__TASK STATEMENT__: Turn every line of the data below into a Markdown table with the columns Row and Line, numbering the rows in order. Omit blank lines.

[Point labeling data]
* * * * * * * * *

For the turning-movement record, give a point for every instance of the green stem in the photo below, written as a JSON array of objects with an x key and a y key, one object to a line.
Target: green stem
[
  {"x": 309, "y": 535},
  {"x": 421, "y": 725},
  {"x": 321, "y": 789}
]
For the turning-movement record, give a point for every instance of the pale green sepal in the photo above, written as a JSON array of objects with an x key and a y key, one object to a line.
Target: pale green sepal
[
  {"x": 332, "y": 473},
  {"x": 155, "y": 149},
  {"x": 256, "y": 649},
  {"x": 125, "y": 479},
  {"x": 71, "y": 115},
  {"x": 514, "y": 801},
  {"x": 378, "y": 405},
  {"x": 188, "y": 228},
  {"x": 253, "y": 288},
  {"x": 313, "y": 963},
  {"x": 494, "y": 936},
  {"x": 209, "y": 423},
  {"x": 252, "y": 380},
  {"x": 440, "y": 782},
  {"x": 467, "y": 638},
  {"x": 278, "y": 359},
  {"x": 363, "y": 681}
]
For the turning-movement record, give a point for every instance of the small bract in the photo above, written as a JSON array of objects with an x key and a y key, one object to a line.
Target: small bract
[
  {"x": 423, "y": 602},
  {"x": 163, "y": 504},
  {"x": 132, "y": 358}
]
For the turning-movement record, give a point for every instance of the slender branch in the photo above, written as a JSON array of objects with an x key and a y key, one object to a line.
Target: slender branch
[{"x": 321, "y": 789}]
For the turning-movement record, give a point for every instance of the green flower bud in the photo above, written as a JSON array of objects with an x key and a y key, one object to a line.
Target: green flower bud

* * * * * * * * *

__CORRECT RESPONSE__:
| Row | Line |
|---|---|
| 1 | For the turning-movement record, give a point for every instance of the green stem in the photo below, written as a JSON array of objects with an x key and a y key, one object to a line. |
| 2 | Target: green stem |
| 3 | [ |
| 4 |   {"x": 309, "y": 535}, |
| 5 |   {"x": 421, "y": 725}, |
| 6 |   {"x": 321, "y": 789} |
| 7 | ] |
| 8 | For the turning-movement record, give a point for every instance of the pale green sepal in the photo above, written as a JSON array of objects with an x key and a y key, one object to a line. |
| 9 | Target: pale green sepal |
| 10 | [ |
| 11 |   {"x": 332, "y": 473}, |
| 12 |   {"x": 155, "y": 149}, |
| 13 |   {"x": 256, "y": 649}, |
| 14 |   {"x": 125, "y": 479}, |
| 15 |   {"x": 71, "y": 115}, |
| 16 |   {"x": 514, "y": 801}, |
| 17 |   {"x": 378, "y": 405}, |
| 18 |   {"x": 188, "y": 228}, |
| 19 |   {"x": 253, "y": 288}, |
| 20 |   {"x": 313, "y": 963}, |
| 21 |   {"x": 494, "y": 936}, |
| 22 |   {"x": 209, "y": 423}, |
| 23 |   {"x": 252, "y": 380}, |
| 24 |   {"x": 440, "y": 782}, |
| 25 |   {"x": 467, "y": 638}, |
| 26 |   {"x": 278, "y": 359}, |
| 27 |   {"x": 363, "y": 681} |
| 28 | ] |
| 29 | For the turning-movement record, give a point for every instance of the small bract in the photo above, written as a JSON array of objects with an x key and a y key, one object to a line. |
| 30 | Target: small bract |
| 31 | [ |
| 32 |   {"x": 423, "y": 602}, |
| 33 |   {"x": 163, "y": 504}, |
| 34 |   {"x": 132, "y": 358} |
| 35 | ] |
| 36 | For the turning-movement record, give a point for every instance of the slender branch in the photo above, written as a JSON array of objects with an x key and a y key, one object to a line. |
| 37 | Target: slender branch |
| 38 | [{"x": 321, "y": 789}] |
| 39 | For the turning-movement record, give a point for every instance of the green flower bud in the photo above, written as a JSON array of objects with an x key and a y key, one object to a line. |
| 40 | Target: green flower bud |